Short exercise 1.
Render each line of the detection records, which follow the article, as a JSON list of strings with one string per line. Omit blank lines and leave out the pictures.

All Insights

The AI Threat to Fraud Detection That No One in Government Is Preparing For

GovIntegrityMarch 30, 2026
The AI Threat to Fraud Detection That No One in Government Is Preparing For

By Linda Miller, Program Integrity Alliance

The federal government is finally starting to use artificial intelligence to fight fraud. The Treasury Department announced that machine learning helped prevent and recover over $4 billion in fraud and improper payments in fiscal year 2024, up from $652 million the year before. Agencies across the government are investing in AI-driven analytics to flag suspicious claims, score risk, and detect anomalies in payment data. After decades of relying on after-the-fact audits and manual reviews, this is genuine progress.

But the same AI revolution that is giving the government better tools to detect fraud is simultaneously giving criminals better tools to defeat those defenses. The techniques for doing so are well-documented in the computer science literature and actively used in cybersecurity, but they are just starting to move into the fraud conversation. The field is called adversarial machine learning, and it’s going to radically change the game.

What Is Adversarial Machine Learning?

A machine learning model learns patterns from data. A fraud detection model, for example, might learn that claims filed at 3 a.m. from a new IP address with a recently changed bank account are more likely to be fraudulent than claims filed during business hours from a long-established account. The model builds an internal map of what “normal” looks like and what “suspicious” looks like, based on thousands or millions of historical examples. It then scores new claims against those patterns.

Short exercise 2.
From the article on AI and fraud detection, return the passage that begins at the words "But the same" and stops after "Adversarial Machine Learning?", copied word for word.

Detection records

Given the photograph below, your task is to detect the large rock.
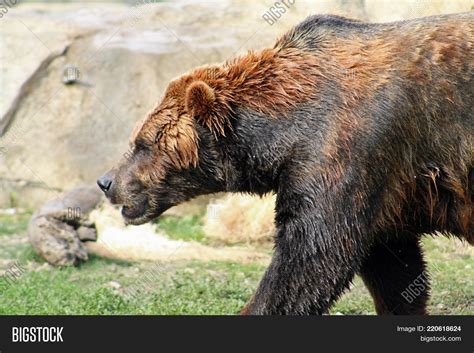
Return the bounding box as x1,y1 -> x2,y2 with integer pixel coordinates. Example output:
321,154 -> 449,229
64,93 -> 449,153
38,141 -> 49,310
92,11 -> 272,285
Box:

Correct result 1.
[
  "Given the photograph below, your task is to detect the large rock.",
  "Return the bounding box as x1,y1 -> x2,y2 with integer pixel coordinates. Example output:",
  "321,154 -> 449,229",
  "64,93 -> 449,153",
  "38,141 -> 49,310",
  "92,11 -> 272,285",
  "Box:"
]

Correct result 2.
But the same AI revolution that is giving the government better tools to detect fraud is simultaneously giving criminals better tools to defeat those defenses. The techniques for doing so are well-documented in the computer science literature and actively used in cybersecurity, but they are just starting to move into the fraud conversation. The field is called adversarial machine learning, and it’s going to radically change the game.

What Is Adversarial Machine Learning?